▸ PROMPT: Set down the entries exactly. No line may differ from its source.

▸ DATA SUPPLIED:

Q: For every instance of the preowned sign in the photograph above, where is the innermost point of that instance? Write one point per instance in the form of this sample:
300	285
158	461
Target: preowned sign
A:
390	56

▸ RESULT OF THE TASK:
Q: For every instance of the preowned sign in the photograph above, where is the innermost point of that instance? Write one point per instance in the form of this sample:
300	285
158	461
Target: preowned sign
A:
390	56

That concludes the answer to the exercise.